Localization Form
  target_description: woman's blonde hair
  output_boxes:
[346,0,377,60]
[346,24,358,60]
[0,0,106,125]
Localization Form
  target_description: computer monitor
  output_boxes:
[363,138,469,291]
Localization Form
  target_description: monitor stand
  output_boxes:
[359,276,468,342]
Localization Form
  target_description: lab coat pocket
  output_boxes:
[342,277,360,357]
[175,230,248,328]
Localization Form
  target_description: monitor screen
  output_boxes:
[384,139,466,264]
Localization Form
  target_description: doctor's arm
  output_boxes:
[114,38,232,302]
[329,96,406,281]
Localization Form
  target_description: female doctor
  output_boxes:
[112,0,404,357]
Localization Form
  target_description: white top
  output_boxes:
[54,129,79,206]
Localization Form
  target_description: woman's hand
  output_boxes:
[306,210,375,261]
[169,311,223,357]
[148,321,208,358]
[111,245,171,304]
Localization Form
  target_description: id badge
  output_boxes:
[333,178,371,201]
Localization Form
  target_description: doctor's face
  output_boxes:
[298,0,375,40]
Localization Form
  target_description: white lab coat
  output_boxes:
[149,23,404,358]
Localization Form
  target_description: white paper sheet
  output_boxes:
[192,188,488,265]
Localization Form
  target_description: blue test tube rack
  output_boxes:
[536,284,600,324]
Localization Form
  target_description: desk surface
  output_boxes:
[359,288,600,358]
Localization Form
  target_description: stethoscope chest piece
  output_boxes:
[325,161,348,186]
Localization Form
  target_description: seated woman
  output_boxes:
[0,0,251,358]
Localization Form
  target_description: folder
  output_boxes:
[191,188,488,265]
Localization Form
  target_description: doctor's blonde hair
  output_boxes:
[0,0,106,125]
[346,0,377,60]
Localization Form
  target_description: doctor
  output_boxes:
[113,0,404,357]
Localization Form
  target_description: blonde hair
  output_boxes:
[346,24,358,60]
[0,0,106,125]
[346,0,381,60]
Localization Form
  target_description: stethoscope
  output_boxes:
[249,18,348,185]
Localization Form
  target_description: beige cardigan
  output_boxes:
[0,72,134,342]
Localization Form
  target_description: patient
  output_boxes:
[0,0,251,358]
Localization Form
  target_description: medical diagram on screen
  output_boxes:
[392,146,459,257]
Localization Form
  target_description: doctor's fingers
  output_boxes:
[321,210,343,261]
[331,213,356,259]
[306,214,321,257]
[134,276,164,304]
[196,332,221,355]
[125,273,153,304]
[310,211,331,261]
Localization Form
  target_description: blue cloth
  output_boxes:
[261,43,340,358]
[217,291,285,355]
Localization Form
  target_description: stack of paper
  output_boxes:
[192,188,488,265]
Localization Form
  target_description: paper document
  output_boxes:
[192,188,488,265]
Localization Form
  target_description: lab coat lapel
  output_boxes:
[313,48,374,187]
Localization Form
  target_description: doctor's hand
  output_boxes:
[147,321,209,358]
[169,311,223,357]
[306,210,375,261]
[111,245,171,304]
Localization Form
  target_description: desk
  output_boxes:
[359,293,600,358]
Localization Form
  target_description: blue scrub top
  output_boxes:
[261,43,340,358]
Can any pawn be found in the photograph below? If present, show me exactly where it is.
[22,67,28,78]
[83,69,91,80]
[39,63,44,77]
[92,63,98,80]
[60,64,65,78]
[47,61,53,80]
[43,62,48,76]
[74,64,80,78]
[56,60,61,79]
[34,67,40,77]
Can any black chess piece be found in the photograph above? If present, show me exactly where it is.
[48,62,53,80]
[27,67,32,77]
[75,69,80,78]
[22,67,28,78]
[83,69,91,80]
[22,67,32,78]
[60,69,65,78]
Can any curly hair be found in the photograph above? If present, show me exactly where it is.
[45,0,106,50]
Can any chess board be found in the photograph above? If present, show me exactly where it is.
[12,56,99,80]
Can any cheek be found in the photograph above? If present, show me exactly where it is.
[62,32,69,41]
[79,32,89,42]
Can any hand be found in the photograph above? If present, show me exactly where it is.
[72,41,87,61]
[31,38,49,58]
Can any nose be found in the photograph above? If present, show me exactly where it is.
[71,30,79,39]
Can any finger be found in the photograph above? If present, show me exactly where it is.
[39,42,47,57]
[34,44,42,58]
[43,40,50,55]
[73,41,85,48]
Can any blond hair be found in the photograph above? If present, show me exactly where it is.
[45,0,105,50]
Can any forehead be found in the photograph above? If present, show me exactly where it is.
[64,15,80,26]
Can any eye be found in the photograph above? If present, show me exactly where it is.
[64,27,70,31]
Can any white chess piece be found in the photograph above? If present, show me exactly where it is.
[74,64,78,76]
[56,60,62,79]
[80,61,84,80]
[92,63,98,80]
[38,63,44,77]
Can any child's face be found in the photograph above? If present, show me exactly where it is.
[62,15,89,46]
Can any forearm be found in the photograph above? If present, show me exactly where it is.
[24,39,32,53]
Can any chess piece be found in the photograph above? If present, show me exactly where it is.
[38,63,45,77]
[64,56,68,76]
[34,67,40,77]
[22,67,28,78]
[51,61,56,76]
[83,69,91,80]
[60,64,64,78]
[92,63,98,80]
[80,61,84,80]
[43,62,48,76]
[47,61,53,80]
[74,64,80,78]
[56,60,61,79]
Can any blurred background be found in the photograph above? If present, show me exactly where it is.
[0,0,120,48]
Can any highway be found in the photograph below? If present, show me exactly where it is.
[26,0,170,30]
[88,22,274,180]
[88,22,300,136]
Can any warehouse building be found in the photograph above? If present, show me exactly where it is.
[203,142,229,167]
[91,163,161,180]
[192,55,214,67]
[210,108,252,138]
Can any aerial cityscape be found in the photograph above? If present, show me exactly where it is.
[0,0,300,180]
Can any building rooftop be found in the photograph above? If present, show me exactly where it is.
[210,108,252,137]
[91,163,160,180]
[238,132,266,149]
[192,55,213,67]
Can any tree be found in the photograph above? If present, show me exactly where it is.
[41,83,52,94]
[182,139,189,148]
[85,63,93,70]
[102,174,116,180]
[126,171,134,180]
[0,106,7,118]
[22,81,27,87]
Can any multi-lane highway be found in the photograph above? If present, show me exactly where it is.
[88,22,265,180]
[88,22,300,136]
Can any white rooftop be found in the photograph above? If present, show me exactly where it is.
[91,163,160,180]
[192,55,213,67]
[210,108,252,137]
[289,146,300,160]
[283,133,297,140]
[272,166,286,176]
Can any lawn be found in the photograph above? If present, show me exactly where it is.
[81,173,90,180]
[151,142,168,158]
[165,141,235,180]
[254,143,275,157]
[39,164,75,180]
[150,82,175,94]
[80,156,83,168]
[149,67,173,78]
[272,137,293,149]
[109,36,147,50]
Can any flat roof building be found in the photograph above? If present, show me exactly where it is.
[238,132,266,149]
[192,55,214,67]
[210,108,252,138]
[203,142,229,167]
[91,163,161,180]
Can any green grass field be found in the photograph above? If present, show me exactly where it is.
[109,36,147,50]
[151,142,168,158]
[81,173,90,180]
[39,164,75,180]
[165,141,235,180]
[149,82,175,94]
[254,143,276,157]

_ _ _ _ _

• **REQUIRED TASK**: Rewrite all of the data above with every "target_description" changed to "object_label", leaving everything else as it is.

• **ANSWER IN FULL**:
Localization Form
  object_label: woman's blonde hair
  output_boxes:
[346,0,377,60]
[346,24,358,60]
[0,0,106,125]
Localization Form
  object_label: computer monitor
  output_boxes:
[363,138,469,291]
Localization Form
  object_label: monitor stand
  output_boxes:
[359,276,468,342]
Localization Form
  object_label: lab coat pocket
  output_boxes:
[342,277,360,357]
[175,230,248,328]
Localization Form
  object_label: monitor screen
  output_boxes:
[384,139,466,264]
Localization Form
  object_label: doctor's arm
  output_boxes:
[114,38,232,302]
[329,96,406,281]
Localization Form
  object_label: female doctor
  output_boxes:
[112,0,404,357]
Localization Form
  object_label: white top
  output_boxes:
[54,129,79,206]
Localization Form
  object_label: woman's hand
  output_boxes:
[306,210,375,261]
[169,311,223,357]
[148,321,208,358]
[111,245,171,304]
Localization Form
  object_label: id badge
  output_boxes:
[333,178,371,201]
Localization Form
  object_label: doctor's face
  output_boxes:
[298,0,375,40]
Localization Form
  object_label: white lab coat
  output_boxes:
[149,23,404,358]
Localization Form
  object_label: white paper sheet
  output_boxes:
[192,188,488,265]
Localization Form
  object_label: blue test tube rack
  output_boxes:
[536,284,600,324]
Localization Form
  object_label: desk surface
  output_boxes:
[359,288,600,358]
Localization Form
  object_label: stethoscope chest piece
  output_boxes:
[325,161,348,186]
Localization Form
  object_label: seated woman
  output_boxes:
[0,0,251,358]
Localization Form
  object_label: folder
  output_boxes:
[191,188,488,265]
Localization Form
  object_label: doctor's blonde hair
  output_boxes:
[0,0,106,125]
[346,0,377,60]
Localization Form
  object_label: doctor
  output_boxes:
[113,0,404,357]
Localization Form
  object_label: blonde hair
  output_boxes:
[346,24,358,60]
[0,0,106,125]
[346,0,381,60]
Localization Form
  object_label: stethoscope
  output_boxes:
[249,18,348,185]
Localization Form
  object_label: beige cardigan
  output_boxes:
[0,72,134,342]
Localization Form
  object_label: patient
  output_boxes:
[0,0,251,358]
Localization Form
  object_label: medical diagram on screen
  output_boxes:
[392,146,459,257]
Localization Form
  object_label: doctor's fingers
  output_boxes:
[321,210,343,261]
[331,213,356,259]
[306,214,321,257]
[134,276,164,304]
[196,332,221,355]
[125,273,153,304]
[310,211,331,261]
Localization Form
  object_label: blue cloth
  output_boxes:
[261,43,340,358]
[217,291,285,355]
Localization Form
  object_label: stack of paper
  output_boxes:
[192,188,488,265]
Localization Form
  object_label: paper document
  output_boxes:
[192,188,488,265]
Localization Form
  object_label: lab coat lapel
  output_boxes:
[313,48,374,187]
Localization Form
  object_label: doctor's hand
  output_boxes:
[147,321,209,358]
[169,311,223,357]
[306,210,375,261]
[111,245,171,304]
Localization Form
  object_label: desk
  output_boxes:
[359,293,600,358]
Localization Form
  object_label: blue scrub top
  output_boxes:
[261,43,340,358]
Can any pawn be found in the photograph below? If present, show me exactly where it is.
[22,67,28,78]
[83,69,91,80]
[39,63,44,77]
[92,63,98,80]
[60,64,65,78]
[47,61,53,80]
[43,62,48,76]
[74,64,80,78]
[56,60,61,79]
[34,67,40,77]
Can any black chess piece be found in the photograph above? If present, show me exactly where it is.
[48,62,53,80]
[27,67,32,77]
[75,69,80,78]
[22,67,28,78]
[83,69,91,80]
[22,67,32,78]
[60,69,65,78]
Can any curly hair be found in the photograph above? If present, show me exactly where it is.
[45,0,106,50]
Can any chess board be found in the photograph above? If present, show me exactly where it is.
[12,56,99,80]
Can any cheek be found in the photograph above? If present, show me exactly where it is.
[62,32,69,41]
[79,32,89,42]
Can any hand be found in the photograph above? If present, show me exactly where it is.
[72,41,87,61]
[31,38,49,58]
Can any nose be found in the photograph above? If present, show me exactly where it is.
[71,30,79,39]
Can any finger be found in the photograph above? If present, show me exactly where it is.
[39,42,47,57]
[34,44,42,58]
[43,40,50,55]
[73,41,85,48]
Can any blond hair be found in the photograph above? If present, show me exactly where it is.
[45,0,105,50]
Can any forehead be found in the photograph above? If present, show me exactly where it is.
[64,15,80,26]
Can any eye be found in the photograph above? If present, show me exactly where it is.
[64,27,70,31]
Can any white chess piece be found in the photograph above? If present, show me exactly where it is.
[74,64,78,76]
[56,60,62,79]
[80,61,84,80]
[92,63,98,80]
[38,63,44,77]
Can any child's face be found in the photograph above? If present, show me exactly where it is.
[62,15,89,46]
Can any forearm be found in the photograph above? If present, show me exactly where it is.
[24,39,32,53]
Can any chess piece be found in the photograph above? If present, show me exactly where it is.
[38,63,45,77]
[64,56,68,76]
[34,67,40,77]
[22,67,28,78]
[51,61,56,76]
[83,69,91,80]
[60,64,64,78]
[92,63,98,80]
[80,61,84,80]
[43,62,48,76]
[47,61,53,80]
[74,64,80,78]
[56,60,61,79]
Can any blurred background be found in the photograph above? If present, show me exactly where it is.
[0,0,120,48]
Can any highway be found in the photograph below? If present, show me exactly where it is.
[26,0,170,30]
[88,22,274,180]
[88,22,300,136]
Can any warehouse building be found in the photograph above? If present, show me exactly where it is.
[203,142,229,167]
[91,163,161,180]
[192,55,214,67]
[210,108,252,138]
Can any aerial cityscape be found in the photograph above? If present, show me exactly where it is.
[0,0,300,180]
Can any building rooftop be found in the photograph above? If present, show me exactly where it is.
[210,108,252,137]
[91,163,160,180]
[238,132,266,149]
[192,55,213,67]
Can any tree be found in the photograph above? If present, show me exactly where it is.
[41,83,52,94]
[182,139,189,148]
[85,63,93,70]
[102,174,116,180]
[126,171,134,180]
[0,106,7,118]
[22,81,27,87]
Can any multi-lane highway be found in the photograph above? If present, show me exactly where it is.
[88,22,265,180]
[88,22,300,136]
Can any white rooftop be found in the photograph above? If present, show me exactly where it is.
[91,163,160,180]
[192,55,213,67]
[210,108,252,137]
[289,146,300,160]
[283,133,297,140]
[272,166,286,176]
Can any lawn be found in the photograph above? If present, show me exactly where it is.
[81,173,90,180]
[151,142,168,158]
[165,141,235,180]
[254,143,275,157]
[39,164,75,180]
[150,82,175,94]
[80,156,83,168]
[149,67,173,78]
[272,137,293,149]
[109,36,147,50]
Can any flat roof building be found in the photograph above? If present, show me exactly where it is.
[238,132,266,149]
[192,55,214,67]
[210,108,252,138]
[203,142,229,167]
[91,163,161,180]
Can any green grass field be found in the photograph above? If present, show me exactly where it is.
[109,36,147,50]
[151,142,168,158]
[81,173,90,180]
[39,164,75,180]
[165,141,235,180]
[149,82,175,94]
[254,143,276,157]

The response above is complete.